• Estratto del testo
::::::::::

NON MANCA, IN ULTIMO, DI PARLARCI DELL’INTERIORITA’ CHE ESSO RAPPRESENTA:
ATTRAVERSO LA GRAZIA E L’ARMONIA DEI MOVIMENTI… DA OGGETTO CHE PUO’ APPARIRE
PURA ESTERIORITA’ NASCONDE IN REALTA’ MOLTO DELLA FILOSOFIA ORIENTALE CIRCA LA
CURA DELL’INTERIORE.
Kimono
Di: Franco Piccirilli
Con il termine Kimono generalmente si intende un
indumento tradizionale giapponese. Si legge che la parola Kimono può avere come
significato “cosa addosso” ( ki = abito e mono = cosa). E’ un
indumento che ha subito molte modificazioni nel tempo e che varia molto a
seconda delle diverse occasioni e stagioni; viene portato dagli uomini, donne e
bambini.
Kimono
Questa parola venne in uso solo nel XIX secolo per poter
distinguere gli abiti giapponesi (Kimono) da quelli occidentali (Yofuku).
Sembra che il Kimono sia il risultato di influenze di altri
popoli quali i Mongoli e i Manchù e che dalla Cina arrivò poi nella cultura
giapponese.
Nel periodo che va dal 710 al 794 d.C. in Giappone era in uso
il così detto Kosode (lett. maniche piccole). Questo, durante il periodo Ahikaga
(1333 - 1568 d.C) era un indumento indossato solo dalle classi sociali
inferiori, portato sotto l’abito. Successivamente anche le classi più elevate
cominciarono a far uso del Kosode, ma non sotto l’abito, bensì come indumento
esterno. Già verso la fine del XVI secolo il Kosode era l’abito di uso
quotidiano tra i giapponesi, indistintamente maschile e femminile.
Il suo uso restava comunque distinto per le varie classi
sociali, evidenziando per quelle più elevate un diverso e più appariscente
aspetto. L’evoluzione nei tessuti, nelle decorazioni (famosi i kimoni delle
cortigiane del periodo Edo 1600 - 1868, spesso riprodotti un magnifiche stampe
dell’epoca) fu parallelo allo sviluppo delle tecniche di trattamento dei
tessuti e delle tecniche di pittura e decorazione degli stessi.
Si racconta che i modelli più antichi prevedevano addirittura
la sovrapposizione di 12 Kimono di diversi colori (naturalmente per le classi
più nobili).
Trattasi di un Kimono da cerimonia a 12 strati che risale al
periodo Heian (794_ 1192) chiamato Juni hitoe (Juni : 12; il termine hitoe
indica un abito non foderato da porre sotto al Kimono). Ma il nome in realtà
deve attribuirsi anche al richiamo al nome di un fiore, lo Ajuga nipponensis,
che cresce solo in Giappone; fiore molto particolare perché i suoi fiori
sbocciano gli uni sugli altri, da cui il richiamo alla sovrapposizione di strati
dell’abito. Lo Junihitoe era un abito da cerimonia, dunque formale, usato solo
dall’Imperatrice e dalle gran dame di Corte. Anche oggi viene usato soltanto
dalle principesse della casa imperiale, nel giorno del loro matrimonio.

::::::::::

• Contenuto del dataset
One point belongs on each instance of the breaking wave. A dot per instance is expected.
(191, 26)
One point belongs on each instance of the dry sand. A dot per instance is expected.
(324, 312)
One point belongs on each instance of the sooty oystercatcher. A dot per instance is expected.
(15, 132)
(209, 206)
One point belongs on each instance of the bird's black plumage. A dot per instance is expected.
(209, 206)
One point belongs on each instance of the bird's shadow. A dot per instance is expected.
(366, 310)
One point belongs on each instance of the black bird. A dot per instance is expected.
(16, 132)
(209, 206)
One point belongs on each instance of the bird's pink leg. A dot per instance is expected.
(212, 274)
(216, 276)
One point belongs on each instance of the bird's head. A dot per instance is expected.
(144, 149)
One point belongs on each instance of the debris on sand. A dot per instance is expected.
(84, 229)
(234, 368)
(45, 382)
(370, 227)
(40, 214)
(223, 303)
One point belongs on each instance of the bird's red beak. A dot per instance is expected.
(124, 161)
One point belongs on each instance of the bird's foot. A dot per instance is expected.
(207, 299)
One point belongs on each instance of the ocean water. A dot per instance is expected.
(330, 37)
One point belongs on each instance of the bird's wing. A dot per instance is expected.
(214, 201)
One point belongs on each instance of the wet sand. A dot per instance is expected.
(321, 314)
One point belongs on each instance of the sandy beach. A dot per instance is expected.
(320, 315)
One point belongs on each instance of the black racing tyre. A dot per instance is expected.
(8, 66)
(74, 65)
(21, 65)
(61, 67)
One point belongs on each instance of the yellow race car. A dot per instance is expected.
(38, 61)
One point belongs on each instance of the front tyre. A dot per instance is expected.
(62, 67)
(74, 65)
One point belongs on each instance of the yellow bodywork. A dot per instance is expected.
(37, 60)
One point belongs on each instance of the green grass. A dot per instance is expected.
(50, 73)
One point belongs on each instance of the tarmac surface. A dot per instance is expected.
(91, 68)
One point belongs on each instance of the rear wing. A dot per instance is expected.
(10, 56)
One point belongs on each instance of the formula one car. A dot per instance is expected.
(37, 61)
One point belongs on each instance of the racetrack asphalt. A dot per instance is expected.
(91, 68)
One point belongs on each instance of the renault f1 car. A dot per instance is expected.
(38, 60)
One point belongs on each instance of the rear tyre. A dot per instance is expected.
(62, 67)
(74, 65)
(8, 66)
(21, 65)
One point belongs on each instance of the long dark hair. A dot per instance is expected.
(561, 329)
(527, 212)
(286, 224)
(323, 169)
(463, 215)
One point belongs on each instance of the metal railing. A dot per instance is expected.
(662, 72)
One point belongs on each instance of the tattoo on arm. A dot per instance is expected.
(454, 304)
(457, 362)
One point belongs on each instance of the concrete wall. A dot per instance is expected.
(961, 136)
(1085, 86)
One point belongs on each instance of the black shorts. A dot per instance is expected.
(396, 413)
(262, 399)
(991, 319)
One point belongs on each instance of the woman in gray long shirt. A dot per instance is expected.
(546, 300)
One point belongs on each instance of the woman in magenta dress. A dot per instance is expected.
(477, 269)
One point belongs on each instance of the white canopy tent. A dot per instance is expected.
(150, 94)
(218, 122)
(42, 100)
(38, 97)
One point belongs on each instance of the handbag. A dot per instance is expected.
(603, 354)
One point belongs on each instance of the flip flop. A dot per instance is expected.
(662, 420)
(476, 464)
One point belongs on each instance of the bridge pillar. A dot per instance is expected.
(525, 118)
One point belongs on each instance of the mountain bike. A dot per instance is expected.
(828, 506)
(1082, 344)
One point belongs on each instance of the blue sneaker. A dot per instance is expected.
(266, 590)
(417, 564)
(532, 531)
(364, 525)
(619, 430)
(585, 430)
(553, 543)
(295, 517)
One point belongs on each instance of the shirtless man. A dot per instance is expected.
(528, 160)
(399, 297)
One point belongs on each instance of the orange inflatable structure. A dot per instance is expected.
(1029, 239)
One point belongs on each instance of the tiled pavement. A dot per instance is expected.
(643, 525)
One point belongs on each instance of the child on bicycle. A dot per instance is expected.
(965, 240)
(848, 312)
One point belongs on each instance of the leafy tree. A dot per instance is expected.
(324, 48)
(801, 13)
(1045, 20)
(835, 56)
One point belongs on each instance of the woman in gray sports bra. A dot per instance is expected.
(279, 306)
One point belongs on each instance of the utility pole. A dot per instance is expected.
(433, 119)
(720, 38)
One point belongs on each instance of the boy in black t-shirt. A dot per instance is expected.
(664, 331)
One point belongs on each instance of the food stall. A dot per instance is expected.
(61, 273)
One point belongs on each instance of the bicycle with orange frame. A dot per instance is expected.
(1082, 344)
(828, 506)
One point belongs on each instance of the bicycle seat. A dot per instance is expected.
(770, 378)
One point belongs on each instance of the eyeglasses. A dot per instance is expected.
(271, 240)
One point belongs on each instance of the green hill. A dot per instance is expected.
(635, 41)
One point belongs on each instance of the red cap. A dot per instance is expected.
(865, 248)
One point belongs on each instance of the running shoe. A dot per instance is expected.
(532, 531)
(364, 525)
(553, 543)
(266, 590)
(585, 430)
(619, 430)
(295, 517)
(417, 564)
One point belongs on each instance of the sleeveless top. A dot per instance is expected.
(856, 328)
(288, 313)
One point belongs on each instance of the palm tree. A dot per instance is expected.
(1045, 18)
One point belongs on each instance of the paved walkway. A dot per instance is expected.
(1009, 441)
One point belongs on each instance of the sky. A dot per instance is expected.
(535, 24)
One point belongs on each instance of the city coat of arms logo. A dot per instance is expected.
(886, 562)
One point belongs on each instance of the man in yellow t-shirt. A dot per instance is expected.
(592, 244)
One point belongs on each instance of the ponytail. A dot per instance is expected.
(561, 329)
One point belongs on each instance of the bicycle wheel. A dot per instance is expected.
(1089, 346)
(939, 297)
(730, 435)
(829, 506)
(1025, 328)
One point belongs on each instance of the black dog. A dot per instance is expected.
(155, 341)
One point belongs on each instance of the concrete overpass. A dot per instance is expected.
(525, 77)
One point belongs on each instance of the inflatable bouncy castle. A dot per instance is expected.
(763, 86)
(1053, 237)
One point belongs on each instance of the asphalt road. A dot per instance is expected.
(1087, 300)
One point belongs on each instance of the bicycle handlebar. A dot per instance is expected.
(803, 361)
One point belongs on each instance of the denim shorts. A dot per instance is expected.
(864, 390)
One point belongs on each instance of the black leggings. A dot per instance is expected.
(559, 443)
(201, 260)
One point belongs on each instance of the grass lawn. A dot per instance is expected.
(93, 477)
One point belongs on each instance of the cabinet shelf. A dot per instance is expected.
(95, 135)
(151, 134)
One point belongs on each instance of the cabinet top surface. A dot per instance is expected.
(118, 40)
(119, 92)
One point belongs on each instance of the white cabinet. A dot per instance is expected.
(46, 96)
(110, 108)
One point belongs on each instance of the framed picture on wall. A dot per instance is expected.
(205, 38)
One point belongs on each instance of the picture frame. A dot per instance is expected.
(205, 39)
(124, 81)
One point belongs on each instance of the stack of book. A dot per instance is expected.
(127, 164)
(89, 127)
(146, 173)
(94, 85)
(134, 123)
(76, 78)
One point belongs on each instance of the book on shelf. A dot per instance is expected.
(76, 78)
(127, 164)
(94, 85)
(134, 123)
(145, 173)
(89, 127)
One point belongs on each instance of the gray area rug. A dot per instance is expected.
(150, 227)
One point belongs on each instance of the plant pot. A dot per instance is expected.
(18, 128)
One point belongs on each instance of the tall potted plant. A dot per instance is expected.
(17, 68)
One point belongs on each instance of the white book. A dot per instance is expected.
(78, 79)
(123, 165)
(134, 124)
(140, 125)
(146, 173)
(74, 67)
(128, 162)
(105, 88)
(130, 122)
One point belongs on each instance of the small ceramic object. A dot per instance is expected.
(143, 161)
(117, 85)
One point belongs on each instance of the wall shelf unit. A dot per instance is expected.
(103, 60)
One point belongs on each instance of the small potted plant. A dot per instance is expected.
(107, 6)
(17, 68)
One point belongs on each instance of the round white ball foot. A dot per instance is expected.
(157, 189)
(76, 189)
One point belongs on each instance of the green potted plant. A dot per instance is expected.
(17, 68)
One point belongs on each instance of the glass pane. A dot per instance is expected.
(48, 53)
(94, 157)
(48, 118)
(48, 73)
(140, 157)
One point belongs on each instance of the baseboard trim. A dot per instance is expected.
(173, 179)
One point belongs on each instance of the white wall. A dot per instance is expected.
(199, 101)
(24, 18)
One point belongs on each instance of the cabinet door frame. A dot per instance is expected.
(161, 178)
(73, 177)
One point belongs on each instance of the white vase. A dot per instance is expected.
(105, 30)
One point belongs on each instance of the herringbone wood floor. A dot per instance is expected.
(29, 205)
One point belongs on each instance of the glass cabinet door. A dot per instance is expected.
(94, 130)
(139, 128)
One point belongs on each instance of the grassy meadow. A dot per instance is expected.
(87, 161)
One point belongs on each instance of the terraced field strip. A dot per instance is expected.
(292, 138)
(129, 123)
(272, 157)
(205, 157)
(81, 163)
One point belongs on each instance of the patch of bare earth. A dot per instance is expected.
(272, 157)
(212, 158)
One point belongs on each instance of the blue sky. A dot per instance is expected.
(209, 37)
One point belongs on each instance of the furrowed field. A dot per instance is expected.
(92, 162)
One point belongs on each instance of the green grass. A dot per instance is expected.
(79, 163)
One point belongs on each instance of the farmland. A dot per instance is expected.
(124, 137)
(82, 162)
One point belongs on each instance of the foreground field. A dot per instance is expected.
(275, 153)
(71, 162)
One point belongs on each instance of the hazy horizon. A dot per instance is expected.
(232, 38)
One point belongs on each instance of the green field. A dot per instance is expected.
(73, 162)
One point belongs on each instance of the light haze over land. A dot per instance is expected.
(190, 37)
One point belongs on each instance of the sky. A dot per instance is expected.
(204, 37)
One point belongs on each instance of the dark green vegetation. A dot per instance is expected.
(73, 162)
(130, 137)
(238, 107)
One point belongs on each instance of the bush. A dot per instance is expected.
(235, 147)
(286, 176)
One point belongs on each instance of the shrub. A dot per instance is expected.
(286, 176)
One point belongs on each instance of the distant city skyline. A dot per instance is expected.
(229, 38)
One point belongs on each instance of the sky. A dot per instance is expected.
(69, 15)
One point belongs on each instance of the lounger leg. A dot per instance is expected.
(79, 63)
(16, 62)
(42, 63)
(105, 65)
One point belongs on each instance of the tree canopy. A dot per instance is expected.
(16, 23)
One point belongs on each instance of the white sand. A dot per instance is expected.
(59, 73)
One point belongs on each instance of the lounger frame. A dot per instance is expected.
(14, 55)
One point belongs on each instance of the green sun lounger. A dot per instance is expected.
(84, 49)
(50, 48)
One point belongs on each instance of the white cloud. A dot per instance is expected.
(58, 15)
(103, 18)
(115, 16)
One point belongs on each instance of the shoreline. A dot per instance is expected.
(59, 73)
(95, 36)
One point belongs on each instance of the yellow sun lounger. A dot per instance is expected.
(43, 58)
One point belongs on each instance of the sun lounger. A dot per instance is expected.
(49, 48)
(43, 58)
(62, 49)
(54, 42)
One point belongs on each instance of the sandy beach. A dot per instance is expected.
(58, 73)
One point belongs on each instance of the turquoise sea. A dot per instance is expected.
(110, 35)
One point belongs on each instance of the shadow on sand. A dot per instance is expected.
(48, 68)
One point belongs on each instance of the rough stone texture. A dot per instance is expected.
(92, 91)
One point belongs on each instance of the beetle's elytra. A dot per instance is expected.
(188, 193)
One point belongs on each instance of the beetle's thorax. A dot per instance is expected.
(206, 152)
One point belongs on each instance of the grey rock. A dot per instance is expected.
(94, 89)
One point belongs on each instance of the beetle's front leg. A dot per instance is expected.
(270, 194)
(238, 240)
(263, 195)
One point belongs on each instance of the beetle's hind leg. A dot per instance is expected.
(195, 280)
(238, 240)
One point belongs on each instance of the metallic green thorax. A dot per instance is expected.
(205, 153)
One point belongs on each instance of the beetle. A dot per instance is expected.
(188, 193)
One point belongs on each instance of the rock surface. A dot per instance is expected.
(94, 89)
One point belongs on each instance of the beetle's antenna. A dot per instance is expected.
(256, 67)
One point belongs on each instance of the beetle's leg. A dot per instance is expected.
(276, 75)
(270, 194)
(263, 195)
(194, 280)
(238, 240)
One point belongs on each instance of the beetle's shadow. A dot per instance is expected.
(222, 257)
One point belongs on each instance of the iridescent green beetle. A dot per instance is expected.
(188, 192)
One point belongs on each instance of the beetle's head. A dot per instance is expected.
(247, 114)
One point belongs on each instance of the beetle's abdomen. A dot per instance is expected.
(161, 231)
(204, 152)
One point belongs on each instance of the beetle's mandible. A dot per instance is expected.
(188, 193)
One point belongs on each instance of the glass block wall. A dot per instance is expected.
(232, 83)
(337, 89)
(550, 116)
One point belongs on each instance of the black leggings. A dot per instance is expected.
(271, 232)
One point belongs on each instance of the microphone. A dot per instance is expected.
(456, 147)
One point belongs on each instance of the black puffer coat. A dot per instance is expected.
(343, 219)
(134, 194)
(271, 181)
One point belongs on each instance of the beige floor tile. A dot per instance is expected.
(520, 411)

::::::::::

• Istruzioni e requisiti
Prosegui il testo sul kimono dopo la sua ultima frase. L'elenco proviene da una fonte diversa dal testo.

• Esercizio svolto
Durante l’ottocento con l’incremento dei contatti commerciali
con l’occidente, per il Kimono comincio un lento ma inesorabile declino, pur
tuttavia rimanendo ancora per molto tempo ancora l’abito più indossato in
Giappone.
Nonostante i tempi moderni, il passaggio delle guerre e
l’influenza occidentale, il Kimono continua comunque ad essere confezionato e
indossato, specie, come nell’esempio sopra visto, nelle cerimonie.
Nel XVII secolo, insieme allo sviluppo della tecnica di
produzione e di trattamento e coloritura dei tessuti, migliorarono anche le
decorazioni dei Kimono, specie quelli delle cortigiane.
Il Kimono viene spesso considerato anche un’opera d’arte, per
il fatto che alcuni grandi artisti giapponesi si sono dedicati alla decorazione
dei tessuti per realizzarlo.
Abbiamo detto che le tecniche sono cambiate nel corso del
tempo: ciò accadde anche grazie ai rapporti commerciali con Cina e Corea,
durante l’epoca di Nara (710 – 784). Le tecniche di base furono:la tintura Batik
a cera (Roketsu), la Hasami, con l’uso di bastoncini di legno che, messi nelle
stoffe piegate, vanno a formare i disegni), la Shibori, tintura con disegno
screziato; in seguito le tecniche si raffinarono: la Kaki-e, pittura ad
inchiostro nero di disegni calligrafici; la Suri-e, con l’uso di matrici di
legno per le stampe dei disegni; la Bokashi-zome, con tintura sfumata. In
seguito queste stesse tecniche subiscono perfezionamenti, con arricchimento in
ricami e l’uso di fogli d’oro e di argento sulle stoffe (surihaku).
L’utilizzo della cera, prima prevalente, viene poi a poco a
poi sostituito dall’amido ottenuto dalla cottura a vapore del riso.
Una delle più famose tecniche in uso ancora oggi è denominata
Yuzen. In realtà si tratta di un’insieme di tecniche di decorazione di Kimono la
cui origine viene attribuita al maestro Yuzensai Miyazaki, un illustre pittore
di ventagli. Infatti sembra che il maestro, che aveva esperienza degli stili e
tecniche precedenti, introdusse come novità un diverso stile nel disegno, più
lineare, ma estremamente personale, specie attraverso l’uso di una vasta gamma
di colori mai usata prima.
La tecnica yuzen prevede l’uso dell’amido ottenuto dalla
cottura del riso a vapore. Il disegno scelto viene riportato a mano sul tessuto
mediante un particolare inchiostro vegetale, adatto a non mescolarsi coi colori.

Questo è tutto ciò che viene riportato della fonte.